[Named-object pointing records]
— Start —
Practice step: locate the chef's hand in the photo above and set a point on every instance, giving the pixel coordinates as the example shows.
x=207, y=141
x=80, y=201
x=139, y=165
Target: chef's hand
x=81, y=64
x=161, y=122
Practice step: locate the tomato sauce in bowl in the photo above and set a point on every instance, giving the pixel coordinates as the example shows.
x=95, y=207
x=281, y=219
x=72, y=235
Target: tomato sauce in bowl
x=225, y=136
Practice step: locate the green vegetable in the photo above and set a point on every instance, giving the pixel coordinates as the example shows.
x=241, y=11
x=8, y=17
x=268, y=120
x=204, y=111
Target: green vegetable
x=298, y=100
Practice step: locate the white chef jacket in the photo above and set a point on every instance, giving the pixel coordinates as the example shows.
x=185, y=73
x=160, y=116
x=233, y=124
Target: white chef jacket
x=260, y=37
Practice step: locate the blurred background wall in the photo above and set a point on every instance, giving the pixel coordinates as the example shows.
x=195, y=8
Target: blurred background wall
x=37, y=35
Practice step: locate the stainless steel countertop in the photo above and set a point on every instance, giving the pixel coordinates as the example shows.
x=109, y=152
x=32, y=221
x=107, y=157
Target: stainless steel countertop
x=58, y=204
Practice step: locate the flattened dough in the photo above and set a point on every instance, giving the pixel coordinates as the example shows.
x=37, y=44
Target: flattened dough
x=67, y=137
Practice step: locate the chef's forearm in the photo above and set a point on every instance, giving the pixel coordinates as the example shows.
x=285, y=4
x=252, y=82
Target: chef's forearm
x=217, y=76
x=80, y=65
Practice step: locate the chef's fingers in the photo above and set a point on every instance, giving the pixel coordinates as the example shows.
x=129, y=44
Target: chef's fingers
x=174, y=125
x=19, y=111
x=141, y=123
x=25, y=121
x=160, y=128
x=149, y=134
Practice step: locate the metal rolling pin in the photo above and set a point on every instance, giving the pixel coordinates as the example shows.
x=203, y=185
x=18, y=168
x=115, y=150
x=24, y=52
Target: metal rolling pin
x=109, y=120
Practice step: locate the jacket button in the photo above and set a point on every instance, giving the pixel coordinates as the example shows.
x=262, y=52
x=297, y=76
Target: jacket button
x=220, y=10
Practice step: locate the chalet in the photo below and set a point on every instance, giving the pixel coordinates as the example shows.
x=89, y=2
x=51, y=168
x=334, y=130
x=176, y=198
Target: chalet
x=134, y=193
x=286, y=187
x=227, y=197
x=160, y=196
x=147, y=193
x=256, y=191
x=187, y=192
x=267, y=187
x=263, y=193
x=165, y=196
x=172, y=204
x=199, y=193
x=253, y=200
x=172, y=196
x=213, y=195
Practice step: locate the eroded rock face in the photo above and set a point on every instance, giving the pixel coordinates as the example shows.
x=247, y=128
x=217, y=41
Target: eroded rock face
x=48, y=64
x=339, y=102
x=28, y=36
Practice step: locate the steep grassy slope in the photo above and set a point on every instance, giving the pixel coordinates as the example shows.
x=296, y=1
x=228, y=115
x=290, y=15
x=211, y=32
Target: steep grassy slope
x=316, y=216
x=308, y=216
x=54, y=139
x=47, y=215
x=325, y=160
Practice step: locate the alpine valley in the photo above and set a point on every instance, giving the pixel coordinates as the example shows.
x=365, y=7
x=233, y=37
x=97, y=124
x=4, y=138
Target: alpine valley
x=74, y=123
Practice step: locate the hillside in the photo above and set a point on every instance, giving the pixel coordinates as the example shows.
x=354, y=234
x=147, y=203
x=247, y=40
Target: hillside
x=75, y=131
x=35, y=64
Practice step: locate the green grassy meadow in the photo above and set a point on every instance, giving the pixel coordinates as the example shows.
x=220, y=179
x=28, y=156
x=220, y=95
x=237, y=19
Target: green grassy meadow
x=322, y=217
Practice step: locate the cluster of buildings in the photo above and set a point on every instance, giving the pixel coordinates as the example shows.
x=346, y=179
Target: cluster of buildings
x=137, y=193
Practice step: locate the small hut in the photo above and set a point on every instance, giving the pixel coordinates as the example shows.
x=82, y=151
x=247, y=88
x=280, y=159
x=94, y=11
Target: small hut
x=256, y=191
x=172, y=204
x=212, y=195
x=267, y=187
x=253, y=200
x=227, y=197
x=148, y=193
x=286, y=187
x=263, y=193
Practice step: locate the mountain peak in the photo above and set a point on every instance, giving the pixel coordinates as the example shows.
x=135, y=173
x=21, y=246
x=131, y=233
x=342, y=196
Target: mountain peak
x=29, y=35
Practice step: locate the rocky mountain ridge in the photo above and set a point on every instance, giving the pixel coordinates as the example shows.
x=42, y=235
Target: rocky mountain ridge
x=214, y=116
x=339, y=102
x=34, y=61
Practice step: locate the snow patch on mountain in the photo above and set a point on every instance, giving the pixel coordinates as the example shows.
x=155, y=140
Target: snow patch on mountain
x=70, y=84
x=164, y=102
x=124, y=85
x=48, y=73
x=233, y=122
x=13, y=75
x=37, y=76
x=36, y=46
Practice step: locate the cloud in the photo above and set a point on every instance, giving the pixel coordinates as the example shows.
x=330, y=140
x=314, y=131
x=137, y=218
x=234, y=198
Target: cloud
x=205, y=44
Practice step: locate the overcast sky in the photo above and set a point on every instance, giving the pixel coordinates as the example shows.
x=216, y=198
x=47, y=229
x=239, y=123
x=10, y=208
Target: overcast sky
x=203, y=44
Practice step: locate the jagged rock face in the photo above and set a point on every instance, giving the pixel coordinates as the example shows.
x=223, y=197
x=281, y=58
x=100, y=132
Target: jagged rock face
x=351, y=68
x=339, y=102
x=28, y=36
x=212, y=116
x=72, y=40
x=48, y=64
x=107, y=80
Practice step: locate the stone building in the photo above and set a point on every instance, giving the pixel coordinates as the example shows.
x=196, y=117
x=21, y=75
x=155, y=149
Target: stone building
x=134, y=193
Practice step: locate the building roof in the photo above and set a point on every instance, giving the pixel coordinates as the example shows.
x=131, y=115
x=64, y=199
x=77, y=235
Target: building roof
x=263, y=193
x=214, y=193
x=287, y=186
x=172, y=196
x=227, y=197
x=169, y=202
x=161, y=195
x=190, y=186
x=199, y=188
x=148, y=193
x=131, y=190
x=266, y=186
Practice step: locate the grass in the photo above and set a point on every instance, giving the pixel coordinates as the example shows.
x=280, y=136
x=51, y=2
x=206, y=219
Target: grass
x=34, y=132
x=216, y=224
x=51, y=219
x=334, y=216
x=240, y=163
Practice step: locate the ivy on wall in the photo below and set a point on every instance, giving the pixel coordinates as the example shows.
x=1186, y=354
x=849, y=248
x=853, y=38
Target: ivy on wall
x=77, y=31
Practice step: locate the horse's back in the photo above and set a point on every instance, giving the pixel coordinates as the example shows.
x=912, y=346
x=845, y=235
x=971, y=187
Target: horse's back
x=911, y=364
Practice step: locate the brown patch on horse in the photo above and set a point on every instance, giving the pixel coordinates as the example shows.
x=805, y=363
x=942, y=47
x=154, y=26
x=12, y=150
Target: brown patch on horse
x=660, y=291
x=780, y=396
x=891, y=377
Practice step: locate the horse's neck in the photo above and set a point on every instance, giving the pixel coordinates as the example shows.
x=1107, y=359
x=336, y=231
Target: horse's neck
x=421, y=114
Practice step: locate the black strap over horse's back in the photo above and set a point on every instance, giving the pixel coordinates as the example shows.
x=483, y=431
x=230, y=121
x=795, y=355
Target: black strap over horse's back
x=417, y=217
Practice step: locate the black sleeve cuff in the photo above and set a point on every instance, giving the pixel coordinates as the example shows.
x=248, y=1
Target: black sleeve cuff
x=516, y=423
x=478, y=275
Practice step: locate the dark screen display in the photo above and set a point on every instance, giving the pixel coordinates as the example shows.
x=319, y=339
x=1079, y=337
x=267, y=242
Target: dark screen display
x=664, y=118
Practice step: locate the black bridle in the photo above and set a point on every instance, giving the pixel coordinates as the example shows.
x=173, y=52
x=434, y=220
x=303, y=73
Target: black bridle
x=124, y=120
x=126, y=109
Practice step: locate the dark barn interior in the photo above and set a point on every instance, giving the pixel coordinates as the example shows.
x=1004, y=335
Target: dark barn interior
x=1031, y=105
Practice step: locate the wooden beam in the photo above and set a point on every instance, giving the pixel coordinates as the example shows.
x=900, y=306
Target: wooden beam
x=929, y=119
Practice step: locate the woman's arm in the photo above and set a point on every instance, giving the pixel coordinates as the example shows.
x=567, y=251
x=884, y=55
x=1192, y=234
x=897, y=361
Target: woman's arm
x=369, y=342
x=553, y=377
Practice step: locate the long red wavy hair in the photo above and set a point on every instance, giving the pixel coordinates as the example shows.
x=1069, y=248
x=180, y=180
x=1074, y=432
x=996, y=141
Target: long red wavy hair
— End —
◆ Task prompt
Copy the listing above word for word, from its first line through the line containing "x=67, y=137", including both of those lines.

◆ The response
Practice step: locate the chef's hand in the photo above and set a point on every instance, giving the pixel coordinates as the example shows.
x=207, y=141
x=80, y=201
x=139, y=165
Target: chef's hand
x=81, y=64
x=161, y=122
Practice step: locate the tomato sauce in bowl in the photo above and set a point on every instance, giving the pixel coordinates as the example shows.
x=95, y=207
x=281, y=219
x=72, y=235
Target: tomato sauce in bowl
x=225, y=136
Practice step: locate the green vegetable in the photo above and set a point on every instance, giving the pixel coordinates as the example shows.
x=241, y=11
x=8, y=17
x=268, y=120
x=204, y=111
Target: green vegetable
x=298, y=100
Practice step: locate the white chef jacket in the photo above and set a point on every instance, giving the pixel coordinates as the example shows.
x=185, y=73
x=160, y=116
x=233, y=124
Target: white chef jacket
x=260, y=37
Practice step: locate the blurred background wall in the photo above and set a point on every instance, giving the pixel coordinates as the example shows.
x=195, y=8
Target: blurred background wall
x=37, y=35
Practice step: locate the stainless steel countertop in the photo above and set a point on every instance, giving the pixel coordinates as the example shows.
x=109, y=152
x=32, y=221
x=107, y=157
Target: stainless steel countertop
x=58, y=204
Practice step: locate the flattened dough in the photo above and set a point on every instance, giving the pixel coordinates as the example shows.
x=37, y=44
Target: flattened dough
x=67, y=137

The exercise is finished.